--- PROMPT ---
Locate each line in the material below that contains the string "foliage", and copy those lines out.

--- DATA FOR PROCESSING ---
# # # # # # #
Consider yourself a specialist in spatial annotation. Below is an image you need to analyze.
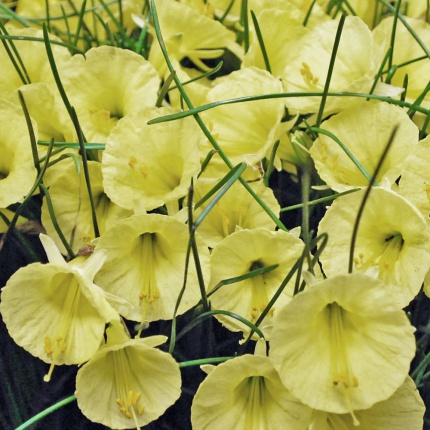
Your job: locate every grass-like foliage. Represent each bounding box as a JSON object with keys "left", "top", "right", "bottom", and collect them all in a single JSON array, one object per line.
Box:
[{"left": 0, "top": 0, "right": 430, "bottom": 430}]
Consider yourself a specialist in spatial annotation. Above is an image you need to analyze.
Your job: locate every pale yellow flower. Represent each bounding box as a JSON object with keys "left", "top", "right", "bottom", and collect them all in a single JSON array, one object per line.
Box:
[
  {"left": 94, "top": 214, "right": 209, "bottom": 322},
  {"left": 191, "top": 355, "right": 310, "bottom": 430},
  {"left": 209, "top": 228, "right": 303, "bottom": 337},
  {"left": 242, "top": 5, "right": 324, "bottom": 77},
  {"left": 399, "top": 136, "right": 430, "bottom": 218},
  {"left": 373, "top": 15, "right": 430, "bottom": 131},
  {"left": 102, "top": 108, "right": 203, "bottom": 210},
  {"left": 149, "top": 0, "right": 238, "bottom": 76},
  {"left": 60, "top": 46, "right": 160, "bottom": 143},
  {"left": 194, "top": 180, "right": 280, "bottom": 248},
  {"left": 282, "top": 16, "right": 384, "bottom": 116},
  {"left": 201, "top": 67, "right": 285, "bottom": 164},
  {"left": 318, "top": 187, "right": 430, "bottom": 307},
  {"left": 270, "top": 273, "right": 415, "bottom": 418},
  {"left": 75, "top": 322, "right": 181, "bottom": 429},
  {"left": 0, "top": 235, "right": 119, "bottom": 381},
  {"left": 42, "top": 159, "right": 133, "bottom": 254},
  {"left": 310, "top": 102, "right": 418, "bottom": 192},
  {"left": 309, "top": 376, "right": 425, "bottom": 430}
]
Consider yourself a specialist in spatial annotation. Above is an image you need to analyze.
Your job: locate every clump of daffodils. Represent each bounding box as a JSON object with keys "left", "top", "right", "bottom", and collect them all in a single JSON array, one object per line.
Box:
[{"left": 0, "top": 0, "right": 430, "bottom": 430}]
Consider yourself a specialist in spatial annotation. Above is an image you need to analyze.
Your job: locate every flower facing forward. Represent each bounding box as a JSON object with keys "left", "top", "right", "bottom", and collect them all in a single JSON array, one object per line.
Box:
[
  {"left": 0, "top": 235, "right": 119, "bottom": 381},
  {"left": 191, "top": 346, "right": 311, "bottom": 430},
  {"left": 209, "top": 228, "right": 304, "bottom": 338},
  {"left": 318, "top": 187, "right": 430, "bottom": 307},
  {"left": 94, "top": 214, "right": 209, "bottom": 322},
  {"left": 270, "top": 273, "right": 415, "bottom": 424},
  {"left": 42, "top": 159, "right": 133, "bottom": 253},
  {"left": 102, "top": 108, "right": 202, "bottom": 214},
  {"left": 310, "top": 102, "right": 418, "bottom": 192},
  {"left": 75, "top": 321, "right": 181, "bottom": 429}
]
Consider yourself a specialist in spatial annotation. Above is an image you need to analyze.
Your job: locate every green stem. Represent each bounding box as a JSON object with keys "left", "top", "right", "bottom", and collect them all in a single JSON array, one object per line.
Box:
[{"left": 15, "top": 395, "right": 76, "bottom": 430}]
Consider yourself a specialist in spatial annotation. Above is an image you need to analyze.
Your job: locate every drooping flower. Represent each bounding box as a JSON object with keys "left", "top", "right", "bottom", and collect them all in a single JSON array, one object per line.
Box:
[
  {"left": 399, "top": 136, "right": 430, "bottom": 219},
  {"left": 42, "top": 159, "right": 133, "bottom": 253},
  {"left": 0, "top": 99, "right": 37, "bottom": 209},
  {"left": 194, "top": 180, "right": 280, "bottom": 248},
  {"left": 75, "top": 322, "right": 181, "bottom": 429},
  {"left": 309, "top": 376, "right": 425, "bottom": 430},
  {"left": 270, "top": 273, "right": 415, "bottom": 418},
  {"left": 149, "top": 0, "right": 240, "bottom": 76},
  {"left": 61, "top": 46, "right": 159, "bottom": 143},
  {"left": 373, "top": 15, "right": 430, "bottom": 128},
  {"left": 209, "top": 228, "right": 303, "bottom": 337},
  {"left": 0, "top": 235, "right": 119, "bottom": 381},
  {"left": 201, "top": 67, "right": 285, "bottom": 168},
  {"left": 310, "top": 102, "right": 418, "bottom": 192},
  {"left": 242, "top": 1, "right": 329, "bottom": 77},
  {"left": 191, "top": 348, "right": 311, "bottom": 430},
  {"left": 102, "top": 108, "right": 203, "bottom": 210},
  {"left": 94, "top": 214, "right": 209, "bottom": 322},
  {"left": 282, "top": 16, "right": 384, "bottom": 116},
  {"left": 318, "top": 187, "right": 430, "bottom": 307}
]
# # # # # # #
--- SOLUTION TO THIS TASK ---
Your job: locate every grass-like foliage. Represent each bounding box as a JSON object with keys "left", "top", "right", "bottom", and collect them all in a single JSON array, one object per line.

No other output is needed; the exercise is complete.